Exercise details: Please reproduce the part of the listing below that opens at its very start and closes with the line containing "0, 46, 649, 365", keeping both ends. Leave the pictures out of your answer.

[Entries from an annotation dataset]
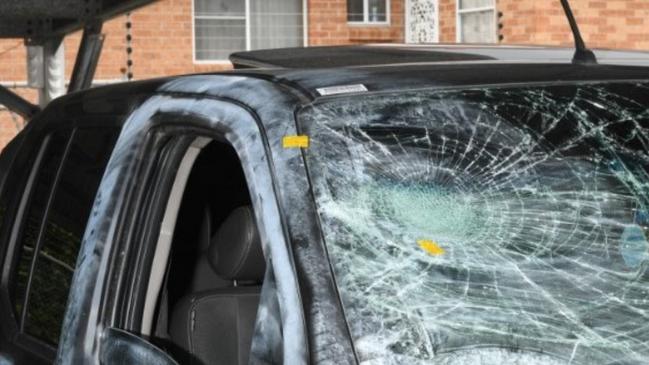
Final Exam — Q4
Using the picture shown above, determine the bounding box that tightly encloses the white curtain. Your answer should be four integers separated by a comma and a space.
250, 0, 304, 49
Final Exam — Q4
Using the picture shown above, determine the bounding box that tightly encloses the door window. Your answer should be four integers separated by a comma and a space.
12, 128, 117, 345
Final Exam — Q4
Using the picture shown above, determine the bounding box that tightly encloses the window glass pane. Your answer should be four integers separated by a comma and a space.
11, 131, 70, 317
250, 0, 304, 49
460, 0, 494, 10
195, 18, 246, 60
194, 0, 246, 17
460, 10, 496, 43
347, 0, 363, 22
367, 0, 388, 22
24, 129, 117, 344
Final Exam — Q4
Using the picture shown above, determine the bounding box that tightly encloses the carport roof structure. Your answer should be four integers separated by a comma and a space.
0, 0, 155, 39
0, 0, 156, 118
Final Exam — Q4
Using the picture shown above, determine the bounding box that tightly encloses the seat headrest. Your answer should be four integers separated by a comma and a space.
207, 206, 266, 282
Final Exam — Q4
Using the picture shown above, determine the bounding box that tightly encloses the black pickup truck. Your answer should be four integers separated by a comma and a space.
0, 46, 649, 365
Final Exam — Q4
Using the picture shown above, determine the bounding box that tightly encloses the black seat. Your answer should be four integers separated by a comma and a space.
170, 206, 265, 365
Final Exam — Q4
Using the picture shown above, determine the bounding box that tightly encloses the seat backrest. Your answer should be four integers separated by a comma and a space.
188, 206, 232, 293
170, 206, 265, 365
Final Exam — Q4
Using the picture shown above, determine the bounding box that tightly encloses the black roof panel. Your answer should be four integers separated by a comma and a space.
230, 44, 649, 69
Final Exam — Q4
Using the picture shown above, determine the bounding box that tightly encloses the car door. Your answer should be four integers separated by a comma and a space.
0, 117, 119, 363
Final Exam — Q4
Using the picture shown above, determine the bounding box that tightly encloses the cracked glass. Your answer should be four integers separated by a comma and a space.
299, 82, 649, 365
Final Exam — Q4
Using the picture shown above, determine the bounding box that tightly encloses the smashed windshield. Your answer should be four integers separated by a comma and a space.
299, 83, 649, 365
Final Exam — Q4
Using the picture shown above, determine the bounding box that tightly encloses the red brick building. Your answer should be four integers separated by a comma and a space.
0, 0, 649, 148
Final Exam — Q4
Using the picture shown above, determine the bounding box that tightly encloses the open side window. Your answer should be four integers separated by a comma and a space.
109, 137, 283, 364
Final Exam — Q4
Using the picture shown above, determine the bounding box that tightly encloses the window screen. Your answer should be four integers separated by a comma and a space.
347, 0, 388, 23
14, 129, 117, 345
194, 0, 304, 61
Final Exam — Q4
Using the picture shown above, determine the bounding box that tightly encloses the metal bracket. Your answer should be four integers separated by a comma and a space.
0, 85, 41, 119
68, 22, 104, 92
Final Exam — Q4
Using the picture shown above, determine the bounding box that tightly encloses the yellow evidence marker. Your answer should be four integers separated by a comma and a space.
417, 240, 446, 256
282, 136, 309, 148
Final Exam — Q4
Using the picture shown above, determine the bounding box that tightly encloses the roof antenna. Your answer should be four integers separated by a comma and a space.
561, 0, 597, 65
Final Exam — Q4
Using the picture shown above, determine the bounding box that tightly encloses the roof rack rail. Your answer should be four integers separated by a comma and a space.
561, 0, 597, 65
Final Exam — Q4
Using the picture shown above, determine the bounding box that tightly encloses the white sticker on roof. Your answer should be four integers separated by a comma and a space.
316, 84, 367, 96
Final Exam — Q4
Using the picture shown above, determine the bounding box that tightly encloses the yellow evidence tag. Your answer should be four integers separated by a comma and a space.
417, 240, 446, 256
282, 136, 309, 148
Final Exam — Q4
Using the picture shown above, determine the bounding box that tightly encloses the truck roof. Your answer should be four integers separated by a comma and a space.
230, 44, 649, 69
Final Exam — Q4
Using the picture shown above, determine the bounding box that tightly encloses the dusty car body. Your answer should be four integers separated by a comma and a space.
0, 47, 649, 364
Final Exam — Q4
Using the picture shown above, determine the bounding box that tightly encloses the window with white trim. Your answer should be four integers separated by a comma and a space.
457, 0, 497, 43
347, 0, 390, 24
194, 0, 304, 61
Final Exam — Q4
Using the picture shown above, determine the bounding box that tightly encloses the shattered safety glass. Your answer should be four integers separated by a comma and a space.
299, 82, 649, 365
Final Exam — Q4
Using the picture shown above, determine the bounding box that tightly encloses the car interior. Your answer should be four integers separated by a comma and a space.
143, 141, 266, 364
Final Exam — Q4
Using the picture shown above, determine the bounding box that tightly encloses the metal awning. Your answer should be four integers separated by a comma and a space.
0, 0, 155, 39
0, 0, 156, 118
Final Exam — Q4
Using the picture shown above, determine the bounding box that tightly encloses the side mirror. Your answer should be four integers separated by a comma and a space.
99, 328, 178, 365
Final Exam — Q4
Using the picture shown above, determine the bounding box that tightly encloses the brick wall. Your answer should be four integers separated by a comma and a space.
0, 0, 649, 148
439, 0, 649, 50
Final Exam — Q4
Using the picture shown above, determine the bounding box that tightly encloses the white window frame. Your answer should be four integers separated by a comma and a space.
455, 0, 498, 43
345, 0, 392, 26
190, 0, 308, 65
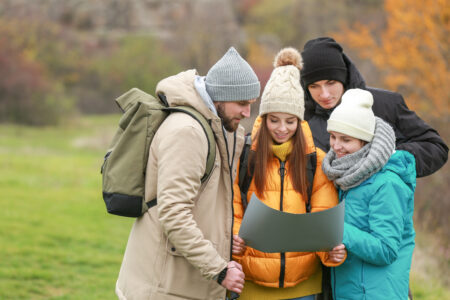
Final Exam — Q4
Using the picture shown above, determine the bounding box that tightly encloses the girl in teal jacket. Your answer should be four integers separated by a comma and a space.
322, 89, 416, 300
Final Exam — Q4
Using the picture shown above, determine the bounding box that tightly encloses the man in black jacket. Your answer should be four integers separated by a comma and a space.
301, 37, 448, 177
301, 37, 448, 300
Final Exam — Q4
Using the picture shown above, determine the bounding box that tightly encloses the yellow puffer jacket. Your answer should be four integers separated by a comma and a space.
233, 118, 339, 287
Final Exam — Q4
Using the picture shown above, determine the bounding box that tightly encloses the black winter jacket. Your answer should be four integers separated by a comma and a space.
301, 48, 448, 177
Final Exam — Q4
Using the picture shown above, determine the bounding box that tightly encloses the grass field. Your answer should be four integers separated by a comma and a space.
0, 116, 450, 300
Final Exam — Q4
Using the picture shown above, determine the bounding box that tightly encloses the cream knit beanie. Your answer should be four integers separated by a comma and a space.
327, 89, 375, 142
259, 48, 305, 120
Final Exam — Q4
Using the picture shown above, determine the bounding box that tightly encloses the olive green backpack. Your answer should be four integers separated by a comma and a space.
101, 88, 216, 217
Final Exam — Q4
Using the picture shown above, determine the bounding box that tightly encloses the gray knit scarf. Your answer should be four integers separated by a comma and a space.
322, 117, 395, 191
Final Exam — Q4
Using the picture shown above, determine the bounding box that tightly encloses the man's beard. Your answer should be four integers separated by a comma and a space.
217, 103, 239, 132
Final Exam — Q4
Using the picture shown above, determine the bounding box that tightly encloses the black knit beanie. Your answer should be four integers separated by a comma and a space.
301, 37, 347, 88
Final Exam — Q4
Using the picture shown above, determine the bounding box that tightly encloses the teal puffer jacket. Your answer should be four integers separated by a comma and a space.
331, 151, 416, 300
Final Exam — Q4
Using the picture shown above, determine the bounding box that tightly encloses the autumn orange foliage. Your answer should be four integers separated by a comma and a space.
334, 0, 450, 118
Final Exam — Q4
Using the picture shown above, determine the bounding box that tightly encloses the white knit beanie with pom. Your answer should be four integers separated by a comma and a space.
259, 47, 305, 120
327, 89, 375, 142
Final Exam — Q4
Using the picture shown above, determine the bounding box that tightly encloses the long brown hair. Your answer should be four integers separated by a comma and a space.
248, 114, 308, 196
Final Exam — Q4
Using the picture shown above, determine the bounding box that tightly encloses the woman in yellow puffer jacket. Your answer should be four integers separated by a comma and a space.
233, 48, 346, 300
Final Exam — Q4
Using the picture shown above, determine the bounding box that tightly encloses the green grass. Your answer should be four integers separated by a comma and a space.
0, 116, 133, 299
0, 116, 450, 300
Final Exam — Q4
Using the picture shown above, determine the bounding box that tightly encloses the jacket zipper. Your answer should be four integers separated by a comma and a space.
332, 268, 337, 299
361, 261, 366, 294
279, 160, 286, 288
222, 122, 236, 260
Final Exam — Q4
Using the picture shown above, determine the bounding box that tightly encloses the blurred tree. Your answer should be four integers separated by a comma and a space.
0, 19, 73, 125
335, 0, 450, 118
79, 34, 181, 112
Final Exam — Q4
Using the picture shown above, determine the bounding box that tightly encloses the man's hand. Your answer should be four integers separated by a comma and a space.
222, 261, 245, 294
232, 234, 246, 255
328, 244, 347, 263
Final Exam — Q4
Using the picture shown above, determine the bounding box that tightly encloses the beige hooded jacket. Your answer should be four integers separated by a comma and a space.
116, 70, 244, 300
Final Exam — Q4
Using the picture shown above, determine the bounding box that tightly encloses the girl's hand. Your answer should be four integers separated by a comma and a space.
232, 234, 246, 255
328, 244, 347, 263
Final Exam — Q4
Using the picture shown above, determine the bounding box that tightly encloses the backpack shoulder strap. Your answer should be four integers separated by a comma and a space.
238, 133, 253, 210
306, 151, 317, 213
165, 106, 216, 182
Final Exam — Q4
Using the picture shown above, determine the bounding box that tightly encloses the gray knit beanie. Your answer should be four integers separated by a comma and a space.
259, 47, 305, 120
205, 47, 260, 101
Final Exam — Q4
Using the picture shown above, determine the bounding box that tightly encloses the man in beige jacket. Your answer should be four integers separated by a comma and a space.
116, 48, 260, 300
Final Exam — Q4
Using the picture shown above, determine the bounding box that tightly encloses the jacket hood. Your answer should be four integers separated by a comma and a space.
383, 150, 416, 191
300, 38, 366, 120
156, 69, 217, 119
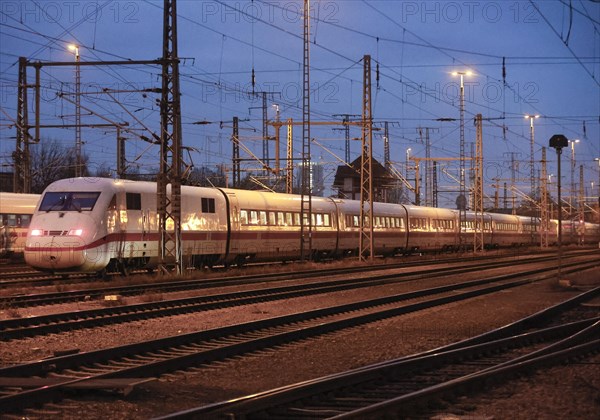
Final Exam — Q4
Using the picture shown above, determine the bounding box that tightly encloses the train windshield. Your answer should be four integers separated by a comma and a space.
40, 191, 100, 212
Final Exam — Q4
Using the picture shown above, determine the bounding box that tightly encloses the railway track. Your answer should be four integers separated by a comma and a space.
160, 289, 600, 420
0, 251, 598, 308
0, 254, 598, 341
0, 264, 600, 413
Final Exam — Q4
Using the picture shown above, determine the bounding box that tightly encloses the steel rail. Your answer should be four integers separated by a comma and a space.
160, 306, 600, 420
0, 256, 597, 341
0, 251, 598, 307
0, 268, 596, 412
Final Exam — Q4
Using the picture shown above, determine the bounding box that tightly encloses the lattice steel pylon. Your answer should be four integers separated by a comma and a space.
156, 0, 183, 274
285, 118, 294, 194
300, 0, 312, 261
358, 55, 373, 262
231, 117, 241, 188
473, 114, 485, 252
540, 147, 550, 248
13, 57, 31, 193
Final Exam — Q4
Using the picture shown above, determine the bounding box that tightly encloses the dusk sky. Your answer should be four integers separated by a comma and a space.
0, 0, 600, 206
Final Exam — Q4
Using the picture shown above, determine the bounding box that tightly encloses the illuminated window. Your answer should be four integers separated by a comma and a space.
125, 193, 142, 210
258, 210, 267, 226
240, 210, 248, 225
201, 197, 215, 213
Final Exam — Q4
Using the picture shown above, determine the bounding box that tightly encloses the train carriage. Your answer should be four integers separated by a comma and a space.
222, 189, 338, 262
338, 200, 408, 255
0, 192, 40, 258
24, 178, 600, 273
404, 206, 459, 251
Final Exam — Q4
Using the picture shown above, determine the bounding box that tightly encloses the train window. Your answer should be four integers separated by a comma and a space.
108, 194, 117, 210
267, 211, 276, 226
201, 197, 215, 213
125, 193, 142, 210
258, 210, 267, 226
40, 192, 100, 212
240, 210, 248, 225
409, 217, 427, 230
21, 214, 31, 227
248, 210, 258, 225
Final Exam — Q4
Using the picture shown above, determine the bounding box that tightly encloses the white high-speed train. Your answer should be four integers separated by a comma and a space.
0, 192, 41, 258
25, 178, 600, 273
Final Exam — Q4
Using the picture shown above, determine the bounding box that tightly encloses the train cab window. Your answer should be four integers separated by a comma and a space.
39, 191, 100, 212
125, 193, 142, 210
20, 214, 31, 227
201, 197, 215, 213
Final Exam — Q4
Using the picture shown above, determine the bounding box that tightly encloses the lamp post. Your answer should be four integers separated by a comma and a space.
569, 140, 579, 218
592, 158, 600, 223
405, 147, 412, 180
550, 134, 569, 281
69, 44, 83, 177
452, 71, 473, 246
525, 114, 540, 240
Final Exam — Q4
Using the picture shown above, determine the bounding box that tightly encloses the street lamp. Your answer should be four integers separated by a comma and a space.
592, 158, 600, 223
452, 71, 473, 246
569, 139, 579, 217
550, 134, 569, 281
525, 114, 541, 243
68, 44, 83, 177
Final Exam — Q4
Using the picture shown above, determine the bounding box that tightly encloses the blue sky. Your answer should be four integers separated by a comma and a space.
0, 0, 600, 205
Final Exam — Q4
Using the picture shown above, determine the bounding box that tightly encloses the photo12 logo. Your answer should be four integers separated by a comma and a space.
400, 1, 539, 24
0, 0, 140, 24
402, 81, 540, 104
200, 1, 339, 24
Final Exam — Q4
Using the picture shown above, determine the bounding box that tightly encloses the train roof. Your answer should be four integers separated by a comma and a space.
0, 192, 41, 214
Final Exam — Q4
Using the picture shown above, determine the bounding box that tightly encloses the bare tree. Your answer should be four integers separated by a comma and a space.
30, 139, 89, 193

Response for this exercise:
Final Exam — Q4
Using the picture shown above, determine the bounding box that tightly encloses the white curtain. Your answer should be four integers separated by a comma and a space.
250, 0, 304, 49
Final Exam — Q4
Using the picture shown above, determine the bounding box that tightly encloses the door window. Your answer should be four integers separated by a comma and a space.
12, 128, 117, 345
Final Exam — Q4
Using the picture shown above, determine the bounding box that tightly encloses the window glass pane. Your answer should be four integers separated by a comma and a space.
11, 131, 70, 317
250, 0, 304, 49
460, 0, 494, 10
195, 18, 246, 60
194, 0, 246, 17
460, 10, 496, 43
347, 0, 363, 22
367, 0, 388, 22
24, 129, 117, 344
Final Exam — Q4
Using the picture shown above, determine the bounding box that tightly encloses the carport roof structure. Your answer should be four integers separated by a comma and a space.
0, 0, 155, 39
0, 0, 156, 118
Final Exam — Q4
Using the picture shown above, determine the bounding box that tightly encloses the seat headrest. Your answer should be four integers separated by a comma and a space.
207, 206, 266, 282
Final Exam — Q4
Using the picture shown above, determine the bounding box that tightly encloses the black pickup truck. Your answer should be four integers separated by a comma and a space.
0, 46, 649, 365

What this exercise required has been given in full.